───── Extract provided ─────

I’ve developed a few tools over the years for myself and others that can help make this process a little easier.
Track what you’re applying for
When I first started out, I applied to A LOT of jobs. Too many.
I wasn’t qualified for many of them, but over the years I learned a tremendous amount about the industry and became more self aware, applying to fewer roles that would better help me reach the next step in my career.
My strategy for applying has evolved, but one key tool I’ve kept is this spreadsheet. I’ve used it for every big application push (and even adapted it for things like apartment hunts).
Make your own copy so you can track the positions you’re applying for, the people you’ve communicated with and the status of your applications.
Down the line, you may even revisit your sheets to find a contact that can help you (or a friend) land a job.
Know where to look
Because there’s no single repository for journalism jobs, locating the one that’s right for you can be tough, but there’s excellent resources out there if you know where to look.
That’s why I built this slide deck where I collected public-facing job boards, popular hashtags, social accounts, newsletters and rounded up dozens of employers’ pages where they list open positions so you can easily access them all in one place.
Over time you’ll come to know the boards or platforms with the roles that best fit your expertise and career interests.

───── Data lines ─────

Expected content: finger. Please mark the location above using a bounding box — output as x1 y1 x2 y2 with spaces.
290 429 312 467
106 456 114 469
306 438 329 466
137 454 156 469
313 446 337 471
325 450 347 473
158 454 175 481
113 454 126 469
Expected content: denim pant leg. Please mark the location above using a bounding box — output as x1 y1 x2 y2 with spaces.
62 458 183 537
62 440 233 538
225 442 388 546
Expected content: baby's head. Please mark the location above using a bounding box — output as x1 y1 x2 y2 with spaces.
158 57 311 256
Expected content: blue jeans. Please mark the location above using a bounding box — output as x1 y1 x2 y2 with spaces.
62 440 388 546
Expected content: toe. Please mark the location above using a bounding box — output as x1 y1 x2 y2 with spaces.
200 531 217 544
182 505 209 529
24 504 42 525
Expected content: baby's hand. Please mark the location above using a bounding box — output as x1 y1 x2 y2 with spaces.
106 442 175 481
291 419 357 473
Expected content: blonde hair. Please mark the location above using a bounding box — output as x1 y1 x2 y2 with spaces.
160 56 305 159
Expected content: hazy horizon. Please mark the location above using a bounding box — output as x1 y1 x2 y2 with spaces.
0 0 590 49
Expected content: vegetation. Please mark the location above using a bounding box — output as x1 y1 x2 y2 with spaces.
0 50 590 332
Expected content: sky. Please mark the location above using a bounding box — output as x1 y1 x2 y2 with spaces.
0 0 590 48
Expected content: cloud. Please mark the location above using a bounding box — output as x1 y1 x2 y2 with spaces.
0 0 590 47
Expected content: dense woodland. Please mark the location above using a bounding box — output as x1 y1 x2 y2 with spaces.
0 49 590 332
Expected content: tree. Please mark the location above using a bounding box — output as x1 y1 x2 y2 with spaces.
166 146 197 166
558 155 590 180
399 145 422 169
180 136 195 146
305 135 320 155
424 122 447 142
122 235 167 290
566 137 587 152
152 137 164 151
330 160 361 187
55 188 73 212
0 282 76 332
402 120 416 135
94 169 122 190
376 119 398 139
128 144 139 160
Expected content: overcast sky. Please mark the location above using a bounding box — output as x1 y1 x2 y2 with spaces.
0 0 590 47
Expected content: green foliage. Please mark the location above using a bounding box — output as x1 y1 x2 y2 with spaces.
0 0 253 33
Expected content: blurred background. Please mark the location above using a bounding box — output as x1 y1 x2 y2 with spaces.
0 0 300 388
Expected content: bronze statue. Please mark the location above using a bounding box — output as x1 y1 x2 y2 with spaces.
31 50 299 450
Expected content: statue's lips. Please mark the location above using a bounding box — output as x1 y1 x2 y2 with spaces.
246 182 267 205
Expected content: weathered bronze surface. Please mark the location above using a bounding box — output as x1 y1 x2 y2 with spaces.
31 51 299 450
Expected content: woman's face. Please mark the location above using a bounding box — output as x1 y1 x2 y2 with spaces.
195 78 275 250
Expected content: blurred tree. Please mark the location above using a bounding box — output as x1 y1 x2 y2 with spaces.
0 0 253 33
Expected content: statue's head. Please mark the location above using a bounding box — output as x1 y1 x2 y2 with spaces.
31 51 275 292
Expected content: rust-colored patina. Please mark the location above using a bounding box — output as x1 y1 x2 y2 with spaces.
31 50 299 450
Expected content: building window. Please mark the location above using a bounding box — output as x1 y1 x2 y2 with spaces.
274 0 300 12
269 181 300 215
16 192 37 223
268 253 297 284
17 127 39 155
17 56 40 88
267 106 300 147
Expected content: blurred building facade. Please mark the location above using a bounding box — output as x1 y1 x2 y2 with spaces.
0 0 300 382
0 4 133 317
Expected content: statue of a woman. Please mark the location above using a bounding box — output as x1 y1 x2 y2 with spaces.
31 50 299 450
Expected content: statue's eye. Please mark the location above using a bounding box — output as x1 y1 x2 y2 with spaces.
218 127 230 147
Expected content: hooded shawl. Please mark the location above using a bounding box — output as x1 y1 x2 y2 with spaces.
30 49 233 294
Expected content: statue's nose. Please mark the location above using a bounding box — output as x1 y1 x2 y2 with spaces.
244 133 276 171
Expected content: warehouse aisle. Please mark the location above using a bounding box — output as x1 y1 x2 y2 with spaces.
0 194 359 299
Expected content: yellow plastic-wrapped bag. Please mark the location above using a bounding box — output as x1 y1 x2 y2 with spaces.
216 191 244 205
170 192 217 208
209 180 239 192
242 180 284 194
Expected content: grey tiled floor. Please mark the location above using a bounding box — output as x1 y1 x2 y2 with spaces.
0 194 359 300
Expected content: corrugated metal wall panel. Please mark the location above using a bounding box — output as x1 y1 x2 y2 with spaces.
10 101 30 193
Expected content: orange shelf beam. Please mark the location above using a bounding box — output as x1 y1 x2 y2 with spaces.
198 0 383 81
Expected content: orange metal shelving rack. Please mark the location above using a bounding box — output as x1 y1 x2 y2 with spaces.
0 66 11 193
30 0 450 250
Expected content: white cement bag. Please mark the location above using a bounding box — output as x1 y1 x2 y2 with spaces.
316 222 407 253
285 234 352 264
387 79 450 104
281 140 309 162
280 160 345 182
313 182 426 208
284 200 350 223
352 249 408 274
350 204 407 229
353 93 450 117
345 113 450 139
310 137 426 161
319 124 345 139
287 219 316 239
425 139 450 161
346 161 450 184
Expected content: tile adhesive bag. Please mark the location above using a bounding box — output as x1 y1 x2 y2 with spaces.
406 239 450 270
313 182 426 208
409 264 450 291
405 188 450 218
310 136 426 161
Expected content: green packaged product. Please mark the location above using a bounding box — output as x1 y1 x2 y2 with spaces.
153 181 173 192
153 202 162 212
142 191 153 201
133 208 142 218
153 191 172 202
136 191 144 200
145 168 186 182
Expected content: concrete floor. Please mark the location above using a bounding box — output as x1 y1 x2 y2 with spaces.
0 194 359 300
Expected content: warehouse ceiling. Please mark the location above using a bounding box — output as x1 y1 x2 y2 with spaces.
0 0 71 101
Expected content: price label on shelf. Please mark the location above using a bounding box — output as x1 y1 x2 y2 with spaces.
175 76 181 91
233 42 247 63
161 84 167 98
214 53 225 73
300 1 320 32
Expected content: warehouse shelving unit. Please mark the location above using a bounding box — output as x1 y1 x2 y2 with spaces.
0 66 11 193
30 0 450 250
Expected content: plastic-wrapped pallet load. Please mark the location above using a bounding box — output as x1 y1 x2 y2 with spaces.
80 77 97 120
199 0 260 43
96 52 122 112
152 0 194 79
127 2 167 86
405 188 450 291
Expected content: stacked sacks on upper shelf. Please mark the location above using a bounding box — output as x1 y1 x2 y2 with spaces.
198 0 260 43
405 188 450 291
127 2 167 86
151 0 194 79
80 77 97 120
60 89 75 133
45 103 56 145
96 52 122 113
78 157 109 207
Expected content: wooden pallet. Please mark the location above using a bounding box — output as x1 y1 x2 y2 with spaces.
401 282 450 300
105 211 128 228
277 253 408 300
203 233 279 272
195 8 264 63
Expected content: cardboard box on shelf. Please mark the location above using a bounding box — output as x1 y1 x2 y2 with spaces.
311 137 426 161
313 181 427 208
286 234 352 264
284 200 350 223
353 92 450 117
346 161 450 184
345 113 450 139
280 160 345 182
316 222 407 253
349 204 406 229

─────

— Objectives —
[1] Rescale part of the bounding box records. Begin at the line that has "Expected content: toe." and stop after the line that has "0 0 300 388", repeating every line, requests included, with each coordinate in the answers multiplied by 0.25 and rounded to a whole number, halves up.
[2] Extend the piece on tools for a journalism job search by writing on from its final sentence.

— Task answers —
[1]
Expected content: toe. Please mark the location above using a bounding box — output as x1 y1 x2 y2 with spaces.
50 133 54 136
46 126 52 132
6 126 11 131
Expected content: baby's hand. Please mark the location above using a bounding box — output as x1 y1 x2 y2 with spaces.
27 111 44 120
73 105 89 118
Expected content: blonde hair. Please mark the location above using a bounding box — output as x1 y1 x2 y2 with spaces.
40 14 76 40
Expected content: hazy horizon. Please mark the location above using a bounding box — output as x1 y1 x2 y2 with spaces.
0 0 148 12
Expected content: vegetation. Please mark the location above using a bounding box — output as x1 y1 x2 y2 with spaces.
0 13 148 83
Expected content: sky. Please mark the location above using a bounding box — output as x1 y1 x2 y2 with spaces.
0 0 148 12
Expected content: cloud. Please mark the location above using a bounding box — output as x1 y1 x2 y2 with spaces.
0 0 148 12
Expected content: dense woodland. Please mark the location above using a bounding box — output as x1 y1 x2 y2 with spaces.
0 12 148 83
Expected content: tree. Please mark the location above using a bounding box — output as x1 y1 x2 y2 with spaces.
42 37 49 42
140 39 148 45
100 36 106 42
45 34 49 37
76 34 80 39
106 31 112 36
31 59 42 73
142 34 147 38
38 34 41 38
83 40 90 47
14 47 18 53
0 71 19 83
101 30 104 34
24 42 31 48
94 30 100 35
32 36 35 40
Expected content: overcast sky. Please mark the location above using a bounding box — output as x1 y1 x2 y2 with spaces.
0 0 148 12
Expected content: green foliage. Please mark the location above using a bounding box — output as x1 y1 x2 y2 with spaces.
0 0 63 8
Expected content: blurred background. Please mark the location above using a bounding box — output as x1 y1 x2 y2 with spaces.
0 0 75 97

[2]
Get help when you need it
If you get stuck networking or need help proofreading resumes and cover letters, there’s multiple mentor networks out there ready to help.
DigitalWomenLeaders.com hosts dozens of mentors available to help women and non-gender binary people with free 30-minute calls on all sorts of topics from creating a new position to leading innovative projects to being a new manager.
Students and early-career journalists can find help through the Media Mentors program from Adriana Lacy and Caitlin Ostroff.
There’s also lots of Slack groups out there for journalists to request access to and network with others, including:
Gather, which describes itself as “a platform to support community-minded journalists”
News Nerdery, which describes itself as “an international meta organization to foster news nerd collaboration and knowledge sharing”
And more. Check alumni and other groups for Slack channels you can join.